■ **The request**
Write the data out again, exactly as given.

■ **Excerpted data**
══════

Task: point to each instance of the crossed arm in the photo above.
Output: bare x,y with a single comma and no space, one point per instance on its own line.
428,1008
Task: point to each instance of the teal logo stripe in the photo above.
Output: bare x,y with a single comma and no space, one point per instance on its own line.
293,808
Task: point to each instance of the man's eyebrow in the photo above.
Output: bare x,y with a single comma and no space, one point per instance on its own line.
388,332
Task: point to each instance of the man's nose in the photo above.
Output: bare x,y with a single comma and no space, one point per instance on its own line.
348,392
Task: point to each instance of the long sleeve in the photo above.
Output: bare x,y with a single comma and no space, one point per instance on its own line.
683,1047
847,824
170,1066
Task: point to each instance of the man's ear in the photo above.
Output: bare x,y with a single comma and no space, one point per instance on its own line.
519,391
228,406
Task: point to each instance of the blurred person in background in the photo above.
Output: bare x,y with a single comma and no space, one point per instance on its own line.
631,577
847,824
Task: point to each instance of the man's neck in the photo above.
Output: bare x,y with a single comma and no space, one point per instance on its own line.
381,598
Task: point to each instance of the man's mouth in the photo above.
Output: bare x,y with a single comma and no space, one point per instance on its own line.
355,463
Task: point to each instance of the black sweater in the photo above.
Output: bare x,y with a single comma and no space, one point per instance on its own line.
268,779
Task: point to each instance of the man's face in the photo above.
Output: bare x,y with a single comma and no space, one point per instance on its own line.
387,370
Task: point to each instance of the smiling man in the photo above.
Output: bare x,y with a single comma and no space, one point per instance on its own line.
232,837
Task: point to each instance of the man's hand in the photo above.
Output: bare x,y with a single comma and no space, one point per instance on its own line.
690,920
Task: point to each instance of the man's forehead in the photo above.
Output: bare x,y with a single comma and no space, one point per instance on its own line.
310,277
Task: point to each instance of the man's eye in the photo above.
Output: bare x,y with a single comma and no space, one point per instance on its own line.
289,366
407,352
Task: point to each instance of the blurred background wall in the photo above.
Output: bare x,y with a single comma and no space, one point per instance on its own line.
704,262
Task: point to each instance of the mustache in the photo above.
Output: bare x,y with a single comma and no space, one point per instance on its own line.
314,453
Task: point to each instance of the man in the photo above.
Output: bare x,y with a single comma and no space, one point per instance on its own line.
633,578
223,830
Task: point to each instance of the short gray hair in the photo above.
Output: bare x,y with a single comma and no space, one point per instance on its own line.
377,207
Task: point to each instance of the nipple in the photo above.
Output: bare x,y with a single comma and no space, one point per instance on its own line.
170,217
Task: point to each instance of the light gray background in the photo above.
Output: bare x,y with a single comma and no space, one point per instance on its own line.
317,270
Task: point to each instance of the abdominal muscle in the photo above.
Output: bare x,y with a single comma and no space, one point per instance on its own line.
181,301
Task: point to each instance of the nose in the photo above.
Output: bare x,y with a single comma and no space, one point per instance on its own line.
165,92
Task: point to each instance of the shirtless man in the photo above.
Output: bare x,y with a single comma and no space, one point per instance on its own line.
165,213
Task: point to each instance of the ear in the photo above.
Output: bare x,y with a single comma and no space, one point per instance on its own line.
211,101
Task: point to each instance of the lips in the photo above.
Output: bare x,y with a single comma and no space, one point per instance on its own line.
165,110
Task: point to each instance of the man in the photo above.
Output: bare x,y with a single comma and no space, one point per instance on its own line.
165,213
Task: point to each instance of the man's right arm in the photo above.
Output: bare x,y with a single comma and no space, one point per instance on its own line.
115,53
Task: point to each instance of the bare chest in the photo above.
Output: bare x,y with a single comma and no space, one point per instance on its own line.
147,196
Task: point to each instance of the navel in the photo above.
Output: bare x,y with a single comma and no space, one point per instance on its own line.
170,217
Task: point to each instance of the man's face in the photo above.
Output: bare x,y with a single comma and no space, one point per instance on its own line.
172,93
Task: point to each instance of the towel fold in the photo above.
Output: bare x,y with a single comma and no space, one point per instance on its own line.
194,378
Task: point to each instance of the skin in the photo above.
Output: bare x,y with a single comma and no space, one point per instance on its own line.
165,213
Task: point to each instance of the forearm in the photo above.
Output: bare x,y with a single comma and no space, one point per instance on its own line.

══════

■ **Correct result**
Task: point to each instance of the crossed arm in the photo above.
Output: bare x,y with a single comma and no space, one point per instance on its own line.
428,1008
Task: point to each instance of the teal logo stripe in the photo above.
Output: bare x,y with a single comma and no space, one point per instance on its own line.
293,808
Task: point to each instance of the man's eyebrow in the photo above.
Output: bare x,y with a single comma and no space, one point per instance on its own line.
388,332
Task: point to each instance of the man's nose in the photo above.
Output: bare x,y with a single comma and no space, one point per instance on its own line.
348,392
Task: point to each instance of the long sleeve in the photo above.
Output: bare x,y with a single comma and no space, one point per instance on its own line.
683,1047
847,824
170,1066
Task: point to each instance of the man's ear in the photo above.
Output: bare x,y with a single comma and no space, one point per instance on its own line.
519,391
228,406
Task: point to each instance of the blurred person in background in the photo above.
Output: bare x,y with a single comma and no space, one point per instance on its own line.
631,577
847,824
Task: point to each instance of the man's neck in the photo above.
Output: bare x,y with a single comma and no space, one point per instance on its own line.
381,598
Task: point to each instance of the man's mouth in the photo above.
Output: bare x,y with a single comma and no space, one point per instance on its own line.
355,463
Task: point to each instance of the black sweater in the photo above.
Output: bare x,y with a single comma and no space, one point per instance on its own line.
268,779
Task: point to each instance of the man's face in the photo above.
Output: bare x,y with a single comma and no space, one point per instance on its own line.
387,370
Task: point to each instance of the smiling man in the photo above.
Output: bare x,y with a single comma and no space, one point per instance on its own line.
232,837
Task: point to each instance of the man's hand in the photo above.
Output: bare x,y with a single comma and no space, one point per instance on its own line.
690,920
Task: point to each instance of the man's forehead in the photo above.
Output: bare x,y with a single comma and no space, one point per instance on its own line.
310,277
Task: point to each instance of the man's eye in the photo above.
Output: bare x,y with a single comma and no space, one point per instance on its own line.
289,366
407,352
Task: point to each instance of the blurred background wall in the photo above.
Output: bare x,y with a single comma and no space, one point per instance on its own line.
704,262
Task: point to each instance of the mustache in the photo above.
Output: bare x,y with a single comma and no space, one point per instance on its own line.
314,453
Task: point to each instance of the man in the photo above.
Output: bare x,y with a single comma and no space, one point per instance on its own line.
633,578
223,830
Task: point to each instance of the short gray hair in the photo above.
Output: bare x,y with a single comma and no space, one point per instance on its own line.
377,207
Task: point to each instance of the nipple in the photo above.
Output: bare x,y with a single comma and no space, one point per instance on its own line.
170,217
Task: point to each instance of the light gray background in the photo above.
Output: bare x,y with a single comma and no space, one point per instance on its own line.
317,270
Task: point to each instance of the abdominal muscle in the photo above.
Output: bare x,y with a single comma and no space, one point per instance on its own line.
181,301
Task: point to each instance of the nose in the photo above.
Output: bare x,y with a single comma and no space, one point per instance on its own line.
165,92
Task: point to each instance of the shirtless man in the photo above.
Output: bare x,y with a single comma and no space, one point per instance on its own line.
165,213
Task: point to each instance of the ear in the photo above.
Output: bare x,y with a single comma and no space, one point per instance on its own line.
211,101
Task: point to each instance of the lips in the photo above.
Output: bare x,y with a single comma and no space, one point per instance on its own line.
165,110
Task: point to each instance of the man in the photo above.
Output: bare x,y with a single comma and no space, one point per instance on its own line.
165,213
Task: point to each instance of the man's right arm in the photo above.
Output: bare x,y with a single comma and no space, one point per instance on its own line.
115,53
Task: point to each instance of the bare chest in the photo above.
Output: bare x,y with a single comma and no space, one point per instance on its own line.
147,196
Task: point to each instance of the navel in the photo above.
Output: bare x,y with a single comma and no space, one point per instance on its own line.
170,217
Task: point to each instance of the man's face in the photo above.
Output: bare x,y with a single comma and no space, one point per instance on its own line.
172,93
Task: point to each instance of the towel fold in the photo above.
Output: bare x,y with a single comma and no space, one point per instance on its own line.
194,378
Task: point to each instance of the skin in the photo above.
Output: bare x,y with a single comma and no space, one point per instance on its own line.
165,213
Task: point to each instance of the forearm in the photo above.
Output: bare x,y with a single comma and no space, one point per instance on its own line.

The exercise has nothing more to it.